● What you are asked to do: The records follow. Count the lines holding "along" and give only the number.

:::::

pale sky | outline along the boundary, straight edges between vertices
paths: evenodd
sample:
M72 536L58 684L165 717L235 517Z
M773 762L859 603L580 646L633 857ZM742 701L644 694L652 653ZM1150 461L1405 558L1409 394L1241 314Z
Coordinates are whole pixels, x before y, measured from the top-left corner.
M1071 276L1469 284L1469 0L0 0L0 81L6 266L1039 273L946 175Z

:::::

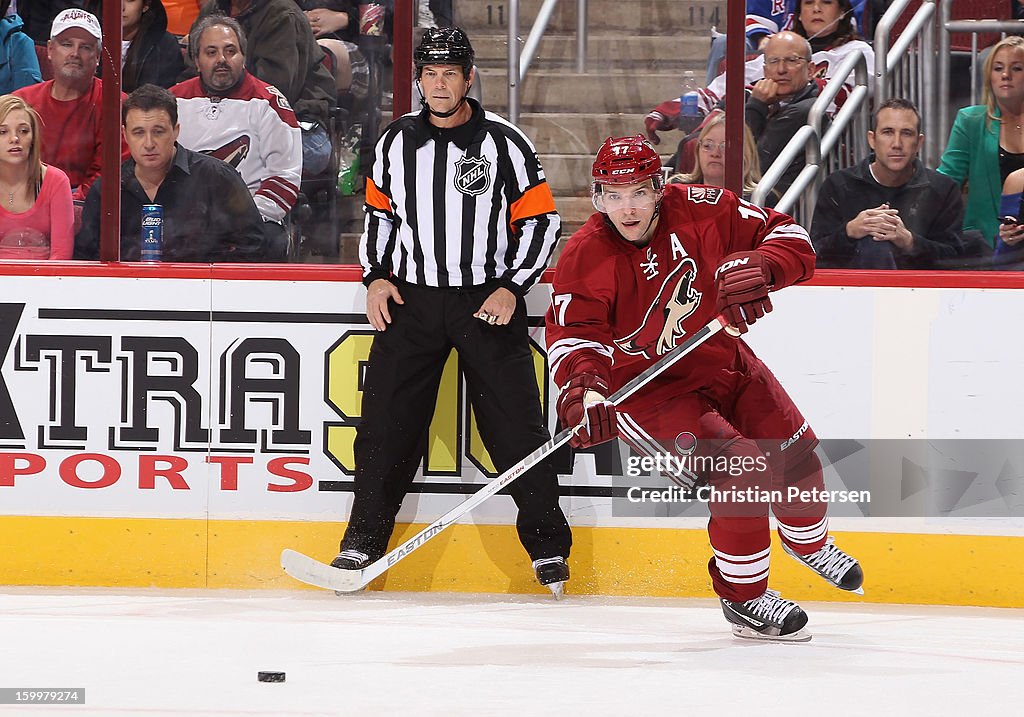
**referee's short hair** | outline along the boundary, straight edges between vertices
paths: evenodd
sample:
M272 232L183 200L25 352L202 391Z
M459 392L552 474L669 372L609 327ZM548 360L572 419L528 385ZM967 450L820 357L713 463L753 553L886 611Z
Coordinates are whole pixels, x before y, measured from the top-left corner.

:::::

● Output: 2